● **Location identification items**:

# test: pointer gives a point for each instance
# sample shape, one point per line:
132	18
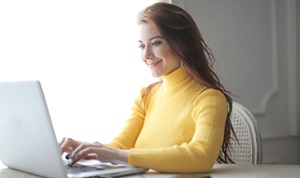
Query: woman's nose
147	53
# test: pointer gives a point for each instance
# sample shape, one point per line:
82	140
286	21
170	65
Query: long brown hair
183	35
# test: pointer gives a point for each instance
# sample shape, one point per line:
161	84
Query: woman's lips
152	64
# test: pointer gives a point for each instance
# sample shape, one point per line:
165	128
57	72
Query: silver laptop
27	139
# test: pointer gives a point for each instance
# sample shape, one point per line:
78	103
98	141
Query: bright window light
86	55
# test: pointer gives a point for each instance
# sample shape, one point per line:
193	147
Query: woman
180	124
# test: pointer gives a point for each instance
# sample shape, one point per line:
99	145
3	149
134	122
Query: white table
220	171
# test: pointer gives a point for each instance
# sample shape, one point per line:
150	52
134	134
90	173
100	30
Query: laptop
28	141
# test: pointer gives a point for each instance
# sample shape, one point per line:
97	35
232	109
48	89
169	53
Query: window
85	53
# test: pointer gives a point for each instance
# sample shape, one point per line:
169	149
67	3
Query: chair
248	148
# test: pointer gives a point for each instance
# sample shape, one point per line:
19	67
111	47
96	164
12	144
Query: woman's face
156	51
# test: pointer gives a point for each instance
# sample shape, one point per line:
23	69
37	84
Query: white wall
257	52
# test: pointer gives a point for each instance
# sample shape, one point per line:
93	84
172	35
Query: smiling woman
85	54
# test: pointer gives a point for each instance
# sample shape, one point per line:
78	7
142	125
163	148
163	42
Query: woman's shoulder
212	93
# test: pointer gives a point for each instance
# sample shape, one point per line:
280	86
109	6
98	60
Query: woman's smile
152	64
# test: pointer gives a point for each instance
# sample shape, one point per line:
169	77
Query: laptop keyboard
77	168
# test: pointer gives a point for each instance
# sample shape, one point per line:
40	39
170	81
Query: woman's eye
156	43
141	46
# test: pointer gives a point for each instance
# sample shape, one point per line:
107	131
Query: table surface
220	170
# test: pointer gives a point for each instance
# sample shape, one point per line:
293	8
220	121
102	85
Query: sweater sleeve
209	111
127	137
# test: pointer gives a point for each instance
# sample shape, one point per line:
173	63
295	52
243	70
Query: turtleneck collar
175	80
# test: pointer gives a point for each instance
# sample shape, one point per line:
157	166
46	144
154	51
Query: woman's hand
77	150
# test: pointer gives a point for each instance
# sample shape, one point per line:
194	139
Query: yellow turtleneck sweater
179	126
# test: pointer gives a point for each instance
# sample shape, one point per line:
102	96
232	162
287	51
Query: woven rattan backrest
247	150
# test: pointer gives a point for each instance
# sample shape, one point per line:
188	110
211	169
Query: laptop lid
27	137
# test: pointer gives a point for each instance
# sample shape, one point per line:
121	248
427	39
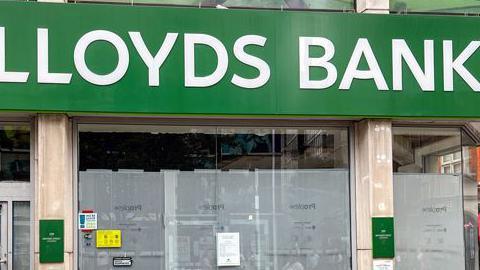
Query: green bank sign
177	61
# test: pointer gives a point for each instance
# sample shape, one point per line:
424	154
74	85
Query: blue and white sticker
87	221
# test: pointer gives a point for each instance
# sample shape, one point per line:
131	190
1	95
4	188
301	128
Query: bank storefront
181	138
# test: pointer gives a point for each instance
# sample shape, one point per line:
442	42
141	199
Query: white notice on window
382	264
228	249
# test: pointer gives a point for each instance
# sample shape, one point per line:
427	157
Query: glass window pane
21	235
14	153
285	191
471	156
428	199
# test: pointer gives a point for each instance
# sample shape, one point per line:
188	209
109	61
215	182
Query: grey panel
130	202
428	222
312	219
287	219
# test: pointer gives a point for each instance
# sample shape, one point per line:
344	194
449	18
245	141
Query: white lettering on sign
90	76
44	76
363	48
153	63
306	62
191	80
242	56
450	65
9	76
400	50
154	59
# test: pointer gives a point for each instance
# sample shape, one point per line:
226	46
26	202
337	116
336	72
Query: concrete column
374	182
373	6
54	186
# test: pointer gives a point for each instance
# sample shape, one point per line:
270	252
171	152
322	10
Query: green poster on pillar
383	238
51	241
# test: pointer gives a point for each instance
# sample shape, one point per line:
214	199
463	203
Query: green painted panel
280	96
383	238
51	241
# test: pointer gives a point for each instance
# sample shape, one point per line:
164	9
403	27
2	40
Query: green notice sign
383	238
189	61
51	241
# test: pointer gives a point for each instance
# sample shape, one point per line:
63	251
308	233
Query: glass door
14	235
3	236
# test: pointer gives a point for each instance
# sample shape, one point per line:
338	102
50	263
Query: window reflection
435	199
286	191
14	153
453	6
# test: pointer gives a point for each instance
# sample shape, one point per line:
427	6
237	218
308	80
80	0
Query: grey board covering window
171	190
435	199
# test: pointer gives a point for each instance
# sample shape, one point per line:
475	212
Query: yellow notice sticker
109	238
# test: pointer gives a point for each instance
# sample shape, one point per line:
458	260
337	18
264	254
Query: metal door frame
20	192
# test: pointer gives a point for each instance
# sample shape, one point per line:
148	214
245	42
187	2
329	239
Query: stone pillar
374	182
373	6
54	181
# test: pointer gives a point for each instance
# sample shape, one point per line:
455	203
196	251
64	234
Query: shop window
14	153
435	199
172	191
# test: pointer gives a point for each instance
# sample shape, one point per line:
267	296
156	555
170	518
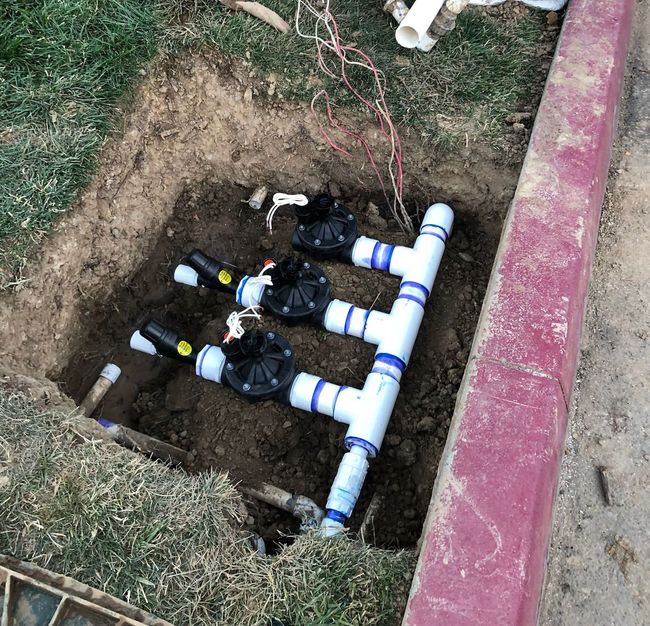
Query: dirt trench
199	137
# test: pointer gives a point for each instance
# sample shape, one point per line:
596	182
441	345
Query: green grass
65	64
169	542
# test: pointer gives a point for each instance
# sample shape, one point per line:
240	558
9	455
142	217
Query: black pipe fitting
259	366
326	229
212	273
300	292
168	343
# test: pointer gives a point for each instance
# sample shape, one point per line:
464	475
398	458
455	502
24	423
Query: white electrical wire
235	327
280	200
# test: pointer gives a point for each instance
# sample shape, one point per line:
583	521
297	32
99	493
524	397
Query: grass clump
65	64
168	542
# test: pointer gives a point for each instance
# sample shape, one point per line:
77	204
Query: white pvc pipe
250	292
417	22
210	362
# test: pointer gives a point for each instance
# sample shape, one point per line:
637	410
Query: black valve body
300	292
259	366
168	342
325	229
212	273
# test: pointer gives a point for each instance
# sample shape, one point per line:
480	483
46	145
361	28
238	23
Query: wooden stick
107	378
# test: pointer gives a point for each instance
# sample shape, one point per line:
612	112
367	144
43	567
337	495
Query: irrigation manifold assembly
261	365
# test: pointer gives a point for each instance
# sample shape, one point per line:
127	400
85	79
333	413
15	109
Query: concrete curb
490	519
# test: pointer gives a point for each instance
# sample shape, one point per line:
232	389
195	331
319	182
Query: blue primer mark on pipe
374	260
436	235
391	359
434	226
362	443
240	289
336	516
348	319
406	296
365	324
378	369
389	259
336	397
420	286
317	391
199	365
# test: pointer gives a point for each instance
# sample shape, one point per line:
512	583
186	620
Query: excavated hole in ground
192	148
271	442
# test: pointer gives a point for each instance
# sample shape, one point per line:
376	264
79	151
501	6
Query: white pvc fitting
186	275
369	411
349	479
249	292
315	395
111	372
210	362
138	342
344	318
406	315
417	22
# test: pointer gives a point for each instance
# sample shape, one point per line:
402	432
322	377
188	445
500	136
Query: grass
65	65
169	542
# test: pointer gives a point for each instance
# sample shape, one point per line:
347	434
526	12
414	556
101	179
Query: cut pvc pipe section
417	22
107	378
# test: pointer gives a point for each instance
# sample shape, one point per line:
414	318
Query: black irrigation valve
259	366
300	292
168	342
212	273
325	229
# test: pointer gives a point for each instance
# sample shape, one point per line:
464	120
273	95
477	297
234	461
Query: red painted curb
490	519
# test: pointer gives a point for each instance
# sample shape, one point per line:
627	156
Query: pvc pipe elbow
249	292
111	372
210	363
186	275
417	21
140	343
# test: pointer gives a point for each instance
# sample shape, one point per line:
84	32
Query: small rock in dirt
335	190
374	219
410	514
393	440
407	453
426	425
323	457
266	244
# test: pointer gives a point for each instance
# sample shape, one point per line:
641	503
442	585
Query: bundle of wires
335	59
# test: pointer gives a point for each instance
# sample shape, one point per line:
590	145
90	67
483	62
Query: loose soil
199	140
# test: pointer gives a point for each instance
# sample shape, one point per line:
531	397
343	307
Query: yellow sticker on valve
224	277
184	348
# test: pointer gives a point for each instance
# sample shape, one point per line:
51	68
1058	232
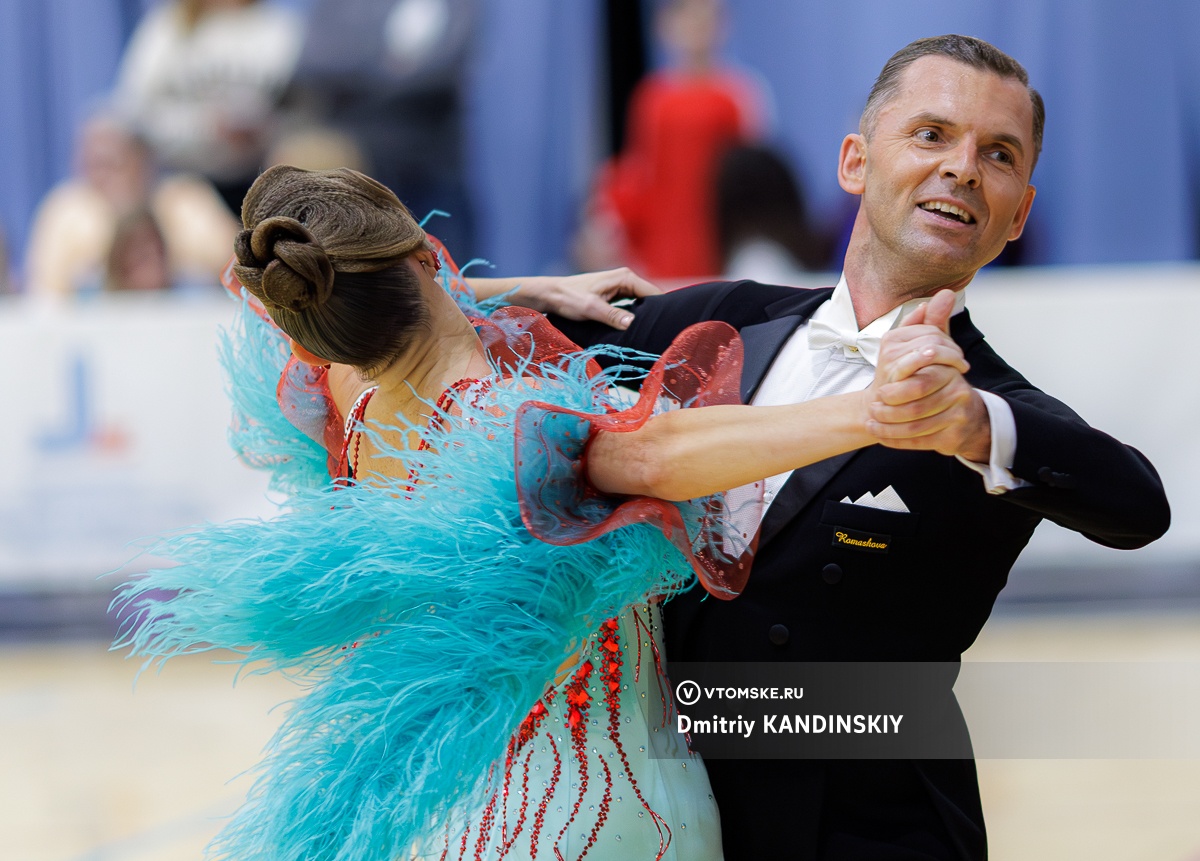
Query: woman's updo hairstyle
324	251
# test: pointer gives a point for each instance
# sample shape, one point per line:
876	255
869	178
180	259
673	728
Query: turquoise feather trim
253	353
421	619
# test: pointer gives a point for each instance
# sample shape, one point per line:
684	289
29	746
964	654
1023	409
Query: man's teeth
937	205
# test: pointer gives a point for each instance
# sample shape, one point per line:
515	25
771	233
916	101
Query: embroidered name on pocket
867	542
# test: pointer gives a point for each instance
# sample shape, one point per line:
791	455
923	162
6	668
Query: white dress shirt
831	355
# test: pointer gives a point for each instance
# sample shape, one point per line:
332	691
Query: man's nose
961	164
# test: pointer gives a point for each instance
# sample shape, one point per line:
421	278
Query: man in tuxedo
970	463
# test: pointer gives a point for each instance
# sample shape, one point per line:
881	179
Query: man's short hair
966	49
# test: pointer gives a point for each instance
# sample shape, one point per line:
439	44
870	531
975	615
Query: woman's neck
447	351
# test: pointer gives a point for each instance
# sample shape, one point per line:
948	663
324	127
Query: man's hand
574	296
919	398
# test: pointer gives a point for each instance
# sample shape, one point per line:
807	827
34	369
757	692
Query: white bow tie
823	336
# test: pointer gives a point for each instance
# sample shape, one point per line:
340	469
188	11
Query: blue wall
1120	178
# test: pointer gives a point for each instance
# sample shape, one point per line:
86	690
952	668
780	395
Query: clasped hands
919	398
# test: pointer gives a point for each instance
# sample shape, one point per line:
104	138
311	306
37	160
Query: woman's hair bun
283	264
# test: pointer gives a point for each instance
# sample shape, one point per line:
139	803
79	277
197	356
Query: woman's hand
919	398
585	296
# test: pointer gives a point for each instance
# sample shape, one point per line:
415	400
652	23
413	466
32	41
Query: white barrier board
113	429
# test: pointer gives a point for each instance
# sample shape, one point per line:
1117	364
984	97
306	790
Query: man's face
945	170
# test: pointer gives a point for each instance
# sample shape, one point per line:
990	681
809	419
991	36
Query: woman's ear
307	356
427	260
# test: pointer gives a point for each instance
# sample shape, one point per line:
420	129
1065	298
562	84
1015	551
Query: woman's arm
694	452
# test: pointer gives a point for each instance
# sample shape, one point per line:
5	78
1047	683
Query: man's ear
1023	214
852	163
309	357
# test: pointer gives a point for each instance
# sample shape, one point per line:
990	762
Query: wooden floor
95	770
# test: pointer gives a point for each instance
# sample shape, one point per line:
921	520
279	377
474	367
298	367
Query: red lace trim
606	668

● **Task objective**: Count the lines above that contain the string "notice", matching case exactly, and give only the number.

● **Task answer**: 3